==== Text excerpt ====

The latest push I've seen in the news is for the deployment of full-body scanners. A quick Google turns up a number of articles on them, but this was the first time I heard our "local news" covering the idea in one of their typical short-attention-span-friendly broadcasts.

They seem like a wonderful solution. Basically using backscatter X-ray technology you can see through someone's clothes, highlighting hidden objects. They also let the TSA agents see breast and penis implants, your genitalia, and essentially remove anything that before resembled modesty or personal privacy.

More effective than pat-downs? Yes, probably they are.

Preferred over pat-downs? That's probably a personal question. Would you rather have a "freedom grope" or a minimum wage barely trained McGoober staring at your nubbins?

The TSA swears that the images aren't kept; they're erased in a short amount of time. Oddly enough, nipple slips and upskirt glances aren't visible after a short amount of time as well, but there's nonetheless a thrill from those who get to see these passing slips of modesty and for most of those who were on the slip-per side of the equation the embarrassment doesn't get conveniently erased so quickly.

Does the TSA promise that leering glances and/or smirks are going to be suppressed?  Does the TSA mind a nice fat lawsuit when some monkey behind the controls snaps a quick picture with a camera phone and circulates the picture online of the MILF that just went through the line? Or if another passenger gets the image on their camera? And what protection is there for the passenger's privacy? My doctor has seen my gross nudity (lose a lot of weight, you'll know what I mean). My wife's had doctors see her give birth, and she has doctors that explore her nether regions on a scheduled basis with a duck-billed device that I won't pretend to understand. But the doctors and nurses we rely on for care are trusted not to abuse their positions. I don't get that feeling from TSA agents that are hardly considered elite law enforcement personnel. I often worry they're one step above mall security guards in terms of training and professionalism or are recruited from Craigs List.

==== Supplied records ====

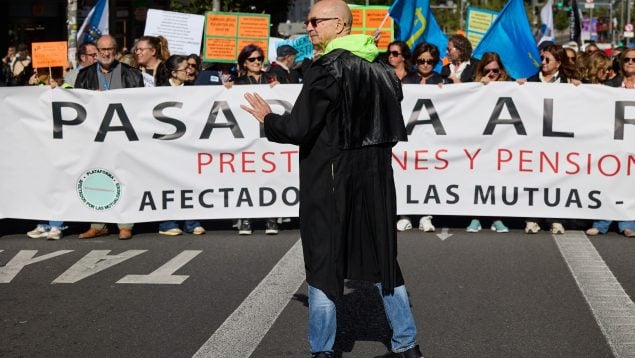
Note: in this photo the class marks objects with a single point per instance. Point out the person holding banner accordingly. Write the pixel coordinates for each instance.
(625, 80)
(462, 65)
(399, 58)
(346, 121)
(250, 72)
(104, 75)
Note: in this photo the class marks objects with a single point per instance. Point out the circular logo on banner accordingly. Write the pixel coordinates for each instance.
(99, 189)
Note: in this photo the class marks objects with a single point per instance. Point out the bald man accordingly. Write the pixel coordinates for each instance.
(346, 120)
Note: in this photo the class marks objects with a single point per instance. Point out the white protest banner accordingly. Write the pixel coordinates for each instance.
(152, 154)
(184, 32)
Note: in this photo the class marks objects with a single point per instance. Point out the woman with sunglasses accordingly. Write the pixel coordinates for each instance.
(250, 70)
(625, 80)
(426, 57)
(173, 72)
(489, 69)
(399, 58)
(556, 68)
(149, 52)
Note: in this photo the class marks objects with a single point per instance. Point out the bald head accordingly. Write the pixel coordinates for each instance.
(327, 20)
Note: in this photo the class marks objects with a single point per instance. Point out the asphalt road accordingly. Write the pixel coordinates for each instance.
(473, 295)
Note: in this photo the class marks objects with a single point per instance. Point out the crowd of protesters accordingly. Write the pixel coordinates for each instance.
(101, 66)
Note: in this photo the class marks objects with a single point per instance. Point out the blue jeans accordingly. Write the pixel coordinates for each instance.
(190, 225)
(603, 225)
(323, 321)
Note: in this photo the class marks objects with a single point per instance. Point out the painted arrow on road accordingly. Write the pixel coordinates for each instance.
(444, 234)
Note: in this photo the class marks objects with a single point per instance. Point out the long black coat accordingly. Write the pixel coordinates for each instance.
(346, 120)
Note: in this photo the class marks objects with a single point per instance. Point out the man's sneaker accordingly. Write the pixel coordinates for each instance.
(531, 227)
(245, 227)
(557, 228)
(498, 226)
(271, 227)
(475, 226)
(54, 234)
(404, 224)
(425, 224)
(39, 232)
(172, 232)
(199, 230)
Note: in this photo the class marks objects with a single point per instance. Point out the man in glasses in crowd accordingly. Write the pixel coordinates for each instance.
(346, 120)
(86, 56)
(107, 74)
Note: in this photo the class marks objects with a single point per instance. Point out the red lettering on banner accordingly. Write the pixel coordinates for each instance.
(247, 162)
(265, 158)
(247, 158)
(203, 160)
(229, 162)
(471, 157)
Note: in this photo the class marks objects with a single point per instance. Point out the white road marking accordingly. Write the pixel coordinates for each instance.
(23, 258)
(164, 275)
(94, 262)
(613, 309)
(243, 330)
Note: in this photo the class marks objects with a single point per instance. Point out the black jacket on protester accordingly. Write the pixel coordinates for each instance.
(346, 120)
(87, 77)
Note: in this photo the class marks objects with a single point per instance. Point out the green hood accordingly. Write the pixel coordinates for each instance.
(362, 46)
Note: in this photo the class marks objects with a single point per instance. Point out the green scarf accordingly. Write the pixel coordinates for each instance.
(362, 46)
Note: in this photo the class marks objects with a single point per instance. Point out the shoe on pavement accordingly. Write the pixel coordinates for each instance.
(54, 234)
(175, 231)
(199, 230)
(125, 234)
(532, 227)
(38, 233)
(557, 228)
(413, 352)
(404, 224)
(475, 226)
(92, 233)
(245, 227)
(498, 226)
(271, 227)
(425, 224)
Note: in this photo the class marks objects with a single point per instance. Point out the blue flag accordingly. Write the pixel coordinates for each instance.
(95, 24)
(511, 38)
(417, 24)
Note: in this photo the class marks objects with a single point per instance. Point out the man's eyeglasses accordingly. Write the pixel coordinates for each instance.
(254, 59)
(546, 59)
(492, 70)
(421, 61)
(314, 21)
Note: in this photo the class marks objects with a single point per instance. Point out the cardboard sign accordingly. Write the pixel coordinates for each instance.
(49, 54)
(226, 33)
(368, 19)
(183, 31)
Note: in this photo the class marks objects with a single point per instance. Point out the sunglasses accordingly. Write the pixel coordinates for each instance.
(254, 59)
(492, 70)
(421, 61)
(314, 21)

====

[Problems to solve]:
1. Answer from the post on full-body scanners:
(a) What technology lets the scanners see through someone's clothes?
(b) What does the TSA swear happens to the images?
(c) From what site does the writer worry TSA agents are recruited?
2. Report every line of the entries that contains the string "long".
The text and the entries were drawn from unrelated sources.

[Results by task]:
1.
(a) Backscatter X-ray technology.
(b) They aren't kept; they're erased in a short amount of time.
(c) Craigs List.

2.
Note: in this photo the class marks objects with a single point per instance. Point out the long black coat accordingly. Write the pixel coordinates for each instance.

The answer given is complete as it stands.